Requirement
Give an exact transcription of every line, dropping the images.

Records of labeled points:
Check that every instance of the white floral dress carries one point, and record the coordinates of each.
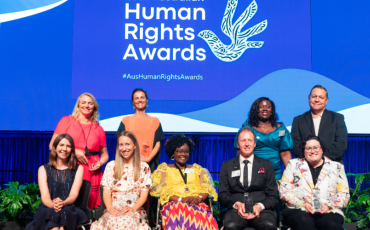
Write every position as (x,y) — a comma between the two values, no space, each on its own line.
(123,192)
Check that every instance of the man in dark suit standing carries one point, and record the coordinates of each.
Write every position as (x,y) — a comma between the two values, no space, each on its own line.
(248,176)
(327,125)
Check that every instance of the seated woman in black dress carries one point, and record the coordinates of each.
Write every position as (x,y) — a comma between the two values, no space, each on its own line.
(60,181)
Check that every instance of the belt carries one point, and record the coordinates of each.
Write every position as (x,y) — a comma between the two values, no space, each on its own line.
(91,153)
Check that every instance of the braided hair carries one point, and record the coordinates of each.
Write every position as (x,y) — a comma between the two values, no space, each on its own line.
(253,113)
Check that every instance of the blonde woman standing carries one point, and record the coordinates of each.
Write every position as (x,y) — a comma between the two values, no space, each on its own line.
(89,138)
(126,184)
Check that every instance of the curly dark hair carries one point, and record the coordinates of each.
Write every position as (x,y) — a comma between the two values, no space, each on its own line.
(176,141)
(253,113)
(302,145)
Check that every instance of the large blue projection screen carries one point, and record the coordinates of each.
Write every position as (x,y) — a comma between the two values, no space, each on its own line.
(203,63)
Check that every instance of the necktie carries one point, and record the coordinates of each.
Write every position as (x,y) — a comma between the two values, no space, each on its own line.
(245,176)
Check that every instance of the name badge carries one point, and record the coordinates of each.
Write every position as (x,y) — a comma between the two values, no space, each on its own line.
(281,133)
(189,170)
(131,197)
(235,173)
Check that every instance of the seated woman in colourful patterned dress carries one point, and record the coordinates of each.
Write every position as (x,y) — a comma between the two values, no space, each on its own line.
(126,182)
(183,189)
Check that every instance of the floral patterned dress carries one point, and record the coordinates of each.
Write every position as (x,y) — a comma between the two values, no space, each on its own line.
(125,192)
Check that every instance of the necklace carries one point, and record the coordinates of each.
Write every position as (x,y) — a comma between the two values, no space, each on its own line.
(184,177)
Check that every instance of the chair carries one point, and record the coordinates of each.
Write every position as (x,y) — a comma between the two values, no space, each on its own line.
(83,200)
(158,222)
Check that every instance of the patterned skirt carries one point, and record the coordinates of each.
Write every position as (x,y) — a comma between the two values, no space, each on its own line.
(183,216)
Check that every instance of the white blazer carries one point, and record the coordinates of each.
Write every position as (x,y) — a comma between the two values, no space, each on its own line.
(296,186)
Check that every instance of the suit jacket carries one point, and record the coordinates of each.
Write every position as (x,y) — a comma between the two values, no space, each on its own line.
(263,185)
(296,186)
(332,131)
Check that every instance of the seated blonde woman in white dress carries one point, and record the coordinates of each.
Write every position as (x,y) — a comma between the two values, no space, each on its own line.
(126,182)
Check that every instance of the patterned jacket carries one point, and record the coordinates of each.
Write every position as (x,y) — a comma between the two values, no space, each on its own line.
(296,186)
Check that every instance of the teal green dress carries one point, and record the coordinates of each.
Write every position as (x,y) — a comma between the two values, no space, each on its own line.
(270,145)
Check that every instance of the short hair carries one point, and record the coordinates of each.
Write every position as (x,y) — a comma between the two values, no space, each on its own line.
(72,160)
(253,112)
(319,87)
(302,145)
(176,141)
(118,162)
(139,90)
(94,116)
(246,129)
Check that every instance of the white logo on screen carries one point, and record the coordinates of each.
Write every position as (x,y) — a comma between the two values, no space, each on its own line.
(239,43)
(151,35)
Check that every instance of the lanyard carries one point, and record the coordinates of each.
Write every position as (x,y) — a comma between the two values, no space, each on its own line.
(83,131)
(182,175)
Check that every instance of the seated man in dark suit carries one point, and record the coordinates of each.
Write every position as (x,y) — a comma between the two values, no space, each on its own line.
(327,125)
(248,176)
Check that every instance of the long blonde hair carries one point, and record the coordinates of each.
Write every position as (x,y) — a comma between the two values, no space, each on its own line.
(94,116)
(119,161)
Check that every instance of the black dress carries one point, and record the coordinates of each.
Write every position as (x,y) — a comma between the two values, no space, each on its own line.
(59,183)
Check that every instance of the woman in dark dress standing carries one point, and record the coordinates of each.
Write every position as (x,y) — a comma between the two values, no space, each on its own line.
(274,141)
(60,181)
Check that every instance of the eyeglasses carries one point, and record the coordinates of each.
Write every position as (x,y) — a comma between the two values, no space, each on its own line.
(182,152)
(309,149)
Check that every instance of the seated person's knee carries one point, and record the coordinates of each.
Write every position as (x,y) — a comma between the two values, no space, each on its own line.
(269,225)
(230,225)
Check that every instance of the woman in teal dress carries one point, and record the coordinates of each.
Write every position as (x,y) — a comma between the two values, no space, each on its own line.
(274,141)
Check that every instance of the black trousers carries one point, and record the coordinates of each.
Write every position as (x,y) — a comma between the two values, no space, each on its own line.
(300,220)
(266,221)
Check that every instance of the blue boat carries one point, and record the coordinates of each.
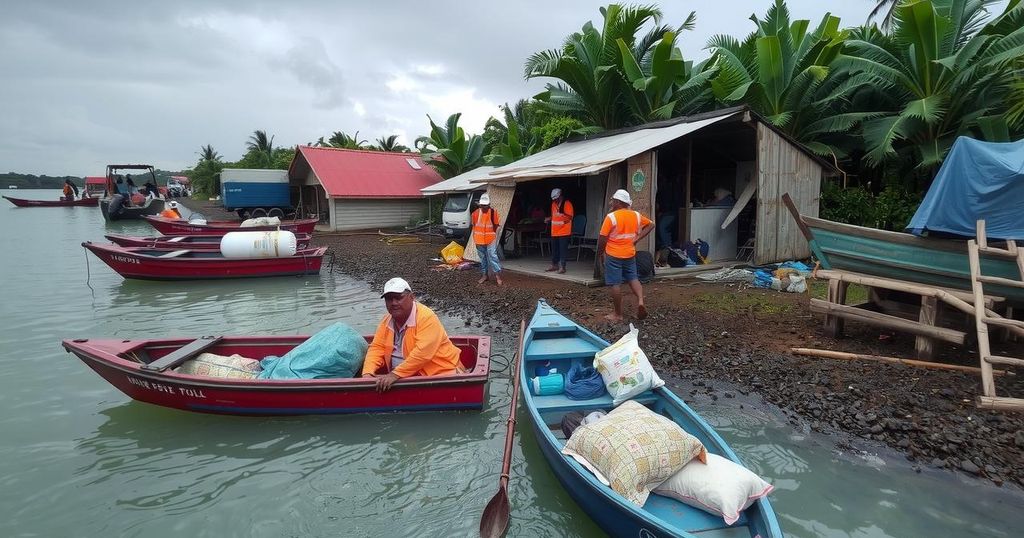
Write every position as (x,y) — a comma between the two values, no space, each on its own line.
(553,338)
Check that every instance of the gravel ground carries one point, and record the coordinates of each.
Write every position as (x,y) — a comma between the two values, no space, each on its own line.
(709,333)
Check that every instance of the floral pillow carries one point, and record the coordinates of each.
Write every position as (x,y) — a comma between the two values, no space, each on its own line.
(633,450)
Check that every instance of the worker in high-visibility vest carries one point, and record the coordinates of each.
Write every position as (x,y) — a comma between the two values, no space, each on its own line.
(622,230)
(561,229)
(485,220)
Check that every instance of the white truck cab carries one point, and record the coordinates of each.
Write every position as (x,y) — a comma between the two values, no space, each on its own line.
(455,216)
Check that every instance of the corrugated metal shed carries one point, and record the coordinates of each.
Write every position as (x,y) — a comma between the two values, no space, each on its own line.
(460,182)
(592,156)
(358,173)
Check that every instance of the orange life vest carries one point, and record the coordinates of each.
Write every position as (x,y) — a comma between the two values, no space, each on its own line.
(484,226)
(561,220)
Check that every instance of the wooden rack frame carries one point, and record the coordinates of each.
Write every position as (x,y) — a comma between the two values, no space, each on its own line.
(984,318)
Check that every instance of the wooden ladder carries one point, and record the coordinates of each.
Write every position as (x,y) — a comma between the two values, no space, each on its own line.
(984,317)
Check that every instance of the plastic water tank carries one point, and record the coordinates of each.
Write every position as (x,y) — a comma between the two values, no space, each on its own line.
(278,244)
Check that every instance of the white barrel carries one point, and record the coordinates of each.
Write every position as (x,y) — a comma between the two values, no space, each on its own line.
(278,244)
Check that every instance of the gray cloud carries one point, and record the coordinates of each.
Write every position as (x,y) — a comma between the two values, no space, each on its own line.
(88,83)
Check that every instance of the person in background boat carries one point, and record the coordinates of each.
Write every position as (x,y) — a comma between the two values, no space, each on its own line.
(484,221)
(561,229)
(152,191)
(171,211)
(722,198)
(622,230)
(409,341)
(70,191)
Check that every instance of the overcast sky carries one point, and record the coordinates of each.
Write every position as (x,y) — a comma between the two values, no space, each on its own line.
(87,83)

Result for this task
Check that every instance of the white floral dress carries one point, and record the coordinates of each.
Write every position as (x,y) — a comma between the two values, no space, each on its own line.
(123,192)
Check that every instance of the man in dark suit standing carries one point, and record the coordinates of each.
Write every position as (x,y) — a comma between the two values, no space, each on its own line.
(248,176)
(327,125)
Check that every instance of the seated woman in black dress carries one point, and record the coordinates of each.
Write every position as (x,y) — a comma between the two values, no space, each on its own line.
(60,181)
Check that every instance of the belt carries one point, and record the coordinates of each.
Write every position as (x,y) — a comma between the two values, no space, each on its own line.
(91,153)
Check that every instance of the braided hair carries one point, and record the coordinates of each.
Write every position as (x,y) — a comma between the two values, no space, each on its own line.
(253,113)
Check that every instance of the blonde woman standing carries one point, and record the coordinates of each.
Write every position as (x,y) — a comma between the two values, no space, each on its own line.
(89,138)
(126,184)
Check that every instance of the curly dark hair carries one point, and record the coordinates of each.
Write every position as (x,y) — a comma between the two values, no space, each on its own line.
(176,141)
(253,113)
(302,145)
Check that every instance of the large blue projection screen carries one point, and record the coordinates of each.
Write every position as (x,y) — a comma between the two values, no space, each on its own line.
(203,63)
Check that every instance of the necktie carries one point, and record the coordinates of each.
Write every position as (x,y) — a comma between the two values, no space, each on its own line.
(245,176)
Check that every instance of the name badge carries one point, and record the coordinates of each.
Write every position as (x,y) — a comma between the two values, no space, each on its own line.
(281,133)
(189,170)
(131,197)
(235,173)
Check that every instance of the seated woman in colourful patterned dress carries one point, and record the coordinates of each.
Write every position as (x,y) — a comma between the two values, no space, each on its own line.
(126,182)
(183,189)
Check that every instance of the floral patterned dress carries one point, and record the coordinates of each.
Write every position as (x,y) — a comma between the two values, no space, each on its own line.
(125,192)
Check that every instance of the necklace carries one point, and record the coordinates of each.
Write every position as (x,y) — a comma between the two values, no space, each on its own line.
(184,177)
Check that every instance of the chair carries one point, and record the coordinates of each.
Write every position as (x,y) — a comma between the two values, no space, each on its own line.
(83,200)
(158,222)
Check that every instance of the patterned skirt carries one point, and record the coordinates of each.
Write every position as (x,y) — a comma between the two values, no space, each on its own line.
(183,216)
Check that every instance of the white blazer carries one point, and record the coordinates of each.
Write every position as (x,y) — a comma between the two values, no space, each on its own line.
(296,186)
Check that every instance of the suit jacket carries one point, and record the coordinates of each.
Write every position as (x,y) — a comma between the two values, no space, each on its own line.
(263,185)
(296,186)
(332,131)
Check that every instance of the seated blonde woman in white dress carries one point, and record the coordinates of each.
Write every position as (x,y) — a comma between the two values, no space, each on its own line.
(126,182)
Check that every instance of the patterned jacket carries one point, and record the coordinates of each.
Write every position as (x,y) — a comma between the two values, no space, each on its own line.
(296,186)
Check that every instance of the teal green dress carries one point, and record the coordinates of each.
Write every position as (x,y) — a comma between the two values, no space, each on its own line.
(270,145)
Check that every instance of the short hair carries one point, and record the coordinates of each.
Write every position as (x,y) — a comma between the two values, no space, each on its own line.
(72,160)
(253,112)
(319,87)
(302,145)
(176,141)
(118,162)
(139,90)
(94,116)
(246,129)
Check that every instance of the white logo on screen carries one point, and record the coordinates of each.
Write every position as (x,y) — a comma between the two values, no space, each on its own line.
(239,43)
(151,35)
Check that every instance of the lanyard carries one point, and record the coordinates of each.
Write every position as (x,y) — a comma between the two values, no space, each on its own line.
(83,131)
(182,175)
Check that every instance of the seated man in dark suit carries one point, and record the coordinates of each.
Write every position as (x,y) — a comma between the two values, no space, each on its own line.
(327,125)
(248,176)
Check that every instance of the long blonde hair carries one point, and record the coordinates of each.
Write every position as (x,y) — a comma between the two values, no space, each on its own line.
(94,116)
(119,161)
Check that every instance of the black dress carries one point, and record the coordinates of each.
Write every position as (x,y) — a comma between the two values, no space, each on its own line.
(59,183)
Check that every instance of the woman in dark dress standing carries one point, and record the coordinates of each.
Write every position as (x,y) — a comma between the two values, no space, each on its own line.
(274,141)
(60,181)
Check that every instance of the eyeglasses carries one point, and record the coordinates of each.
Write every position as (x,y) — a comma between the two values, no space, each on its own line.
(182,152)
(309,149)
Check that every instance of the seated person's knee carries one point, and record the coordinates of each.
Write every position as (x,y) — a comma between the two values, no space, each on its own line.
(269,225)
(230,225)
Check that every instance of the woman in teal dress carries one point, and record the coordinates of each.
Write every position as (x,y) — a comma between the two values, no space, each on its own line.
(274,141)
Check that every instance of the black trousers carries one point, and record the coordinates of each.
Write every position as (x,y) — a comma between the two values, no space, each on its own line.
(300,220)
(266,221)
Check that every instance of the blue boat carries one point, and record the coordinates of each.
Write every position as (x,y) — a comma between the two values, no space, each on its own line.
(553,338)
Check that every instance of the gravel ground carries one point, and record the coordinates of each.
Write every position as (x,y) — a comma between the two values, no space, each on its own line.
(709,333)
Check that every instance of the floral pillow carries one point, and record the coordinates of each.
Write every position as (x,y) — a comma between the two values, no space, each on its own line.
(633,450)
Check that every instance of the worker in high-visibility vest carries one point, and record the coordinates of each.
Write every position as (x,y) — a comma between the two values, no space, each on its own line.
(622,230)
(561,229)
(485,220)
Check that every instance of the white truck cab carries one point, and record the coordinates of each.
Write every position as (x,y) — a comma between the two values, no space, each on its own line.
(455,216)
Check that every instance of the corrugated metal shed carries one point, and record the coordinates of each.
Write every position as (x,y) — a comma between the two values, no space, each on its own line.
(460,182)
(592,156)
(358,173)
Check that every instance of the orange life vest carries one point, and record the coordinates of each.
Write every position as (x,y) — a comma between the two values, no space, each on its own line.
(484,226)
(561,220)
Check that every instance of the wooden rack frame carries one point, and record the coordinates of each.
Write every position as (x,y) — a comma between the two values, no space, each on its own line.
(984,318)
Check that every instance of the wooden ladder carries one point, and record the coordinates of each.
Write every position as (x,y) — a comma between the two values, no space, each on its own line.
(984,317)
Check that every instance of the plastic water tank carries one point, and record the coordinates of each.
Write every position as (x,y) — a comma between the two values, no space, each on its own line.
(278,244)
Check that every instance of the white barrel carries one point, and record the coordinates of each.
Write every position as (x,y) — a comma between the two values, no space, each on its own line.
(278,244)
Check that every instance of the gray cloud carries one point, and record the coordinates of each.
Write every position as (x,y) — a comma between the two values, no space, each on its own line.
(88,83)
Check that every instance of the person in background boat carries one point, and record the coordinates of each.
Write every position as (x,y) — a comma between the two values, no space, each on its own line.
(484,221)
(561,229)
(152,191)
(171,211)
(722,198)
(622,230)
(409,341)
(70,191)
Check that every instance of the overcast sky carries one point, and record the coordinates of each.
Write every position as (x,y) — a comma between the two values, no space, each on its own line.
(87,83)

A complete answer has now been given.